Source passage
------------------------------------------------

In general, if $V$ is a finite-dimensional vector space over a field $k$, we can take its dual to get the dual vector space $V^{\ast} = \text{Hom}(V, k)$. This operation is a contravariant functor, meaning it also acts on linear maps but in a way that reverses the order of composition, as follows: if $f : V \to W$ is a linear map then it induces a dual linear map

$$f^{\ast} : W^{\ast} \ni w^{\ast} \mapsto \left( v \mapsto w^{\ast}(f(v)) \right) \in V^{\ast}.$$

Equivalently, $f^{\ast}$ is defined by the adjoint-like property that

$$f^{\ast}(w^{\ast})(v) = w^{\ast}(f(v))$$

where I've written the dual pairing between vectors in $V$ and dual vectors in $V^{\ast}$ as composition; if you write the dual pairing as something more like $\langle -, - \rangle$ (which I would personally avoid to avoid confusion with inner products), then this condition can be rewritten

$$\langle f^{\ast}(w^{\ast}), v \rangle = \langle w^{\ast}, f(v) \rangle$$

which is how it's written in Marsden and Ratiu.

This duality operation is a coordinate-free version of taking transposes; if you work with a basis of $V$ and a basis of $W$ and the corresponding dual bases of $V^{\ast}$ and $W^{\ast}$, you'll find that the matrix of $f^{\ast}$ with respect to the dual bases is precisely the transpose of the matrix of $f$ with respect to the bases.

In particular, like taking transposes, it reverses the order of composition: we have $(fg)^{\ast} = g^{\ast} f^{\ast}$.

------------------------------------------------

Provided records
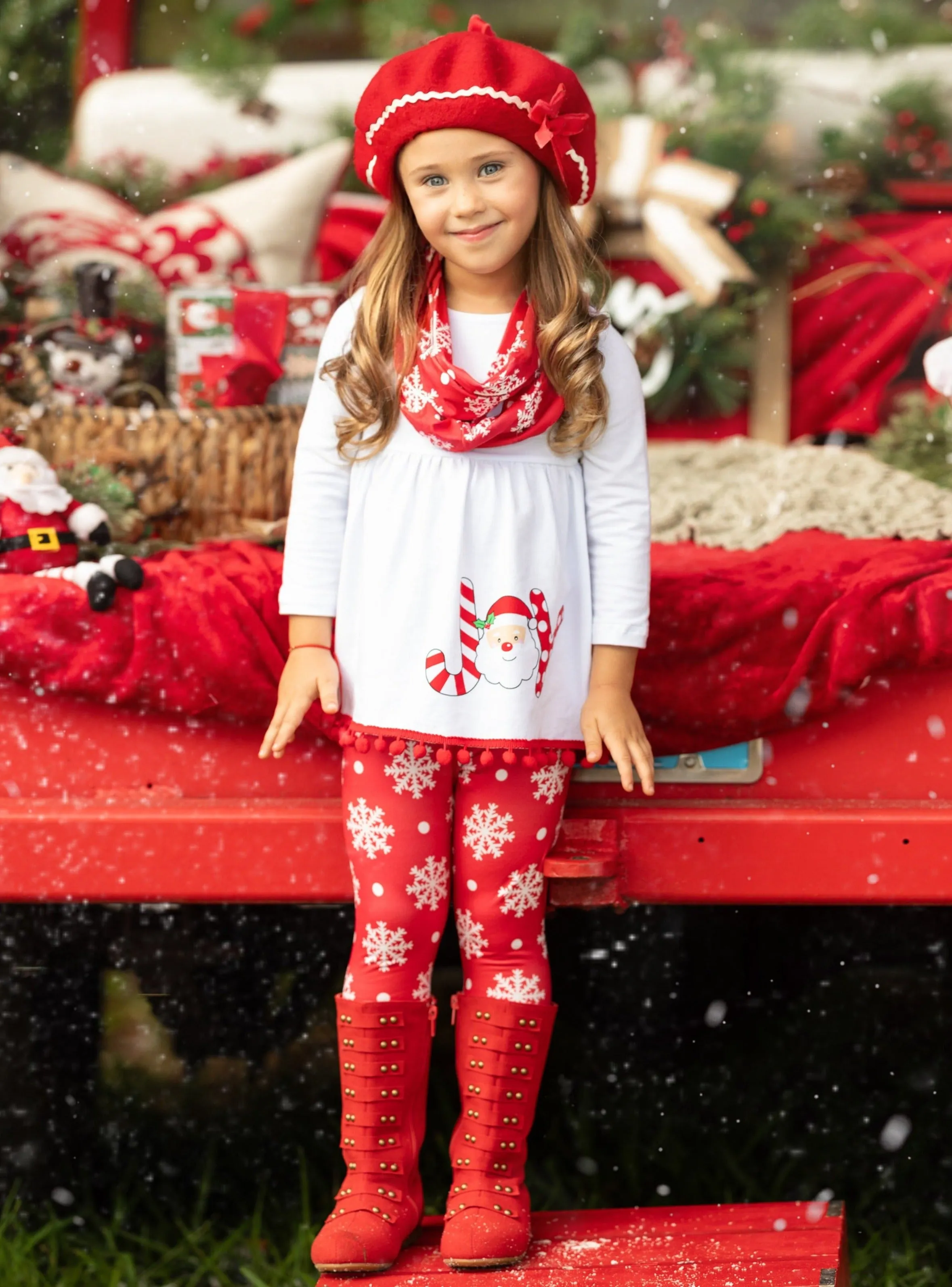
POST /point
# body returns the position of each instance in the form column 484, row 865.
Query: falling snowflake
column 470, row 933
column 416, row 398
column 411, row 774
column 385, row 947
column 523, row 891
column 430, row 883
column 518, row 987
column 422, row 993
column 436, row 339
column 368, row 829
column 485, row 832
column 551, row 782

------------------------------------------------

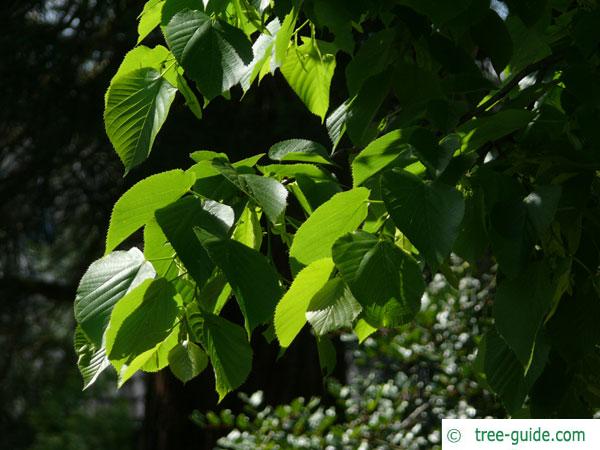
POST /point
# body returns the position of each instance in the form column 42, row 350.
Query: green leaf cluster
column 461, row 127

------------------------------------------------

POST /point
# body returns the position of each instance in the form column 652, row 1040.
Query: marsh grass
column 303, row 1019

------------------------------------------------

Exercises
• A. Answer these from the passage on dual spaces:
(i) What is the dual vector space of $V$ defined to be?
(ii) In whose work is the condition written with angle brackets?
(iii) With respect to the dual bases, what is the matrix of $f^{\ast}$?
• B. Write out the stretch of the passage on dual spaces from "This duality operation" through "to the bases.", renaming "dual bases" as "dual frames".
Rely only on the passage about dual spaces.

Replies
• A.
(i) $V^{\ast} = \text{Hom}(V, k)$.
(ii) Marsden and Ratiu.
(iii) The transpose of the matrix of $f$ with respect to the bases.

• B.
This duality operation is a coordinate-free version of taking transposes; if you work with a basis of $V$ and a basis of $W$ and the corresponding dual frames of $V^{\ast}$ and $W^{\ast}$, you'll find that the matrix of $f^{\ast}$ with respect to the dual frames is precisely the transpose of the matrix of $f$ with respect to the bases.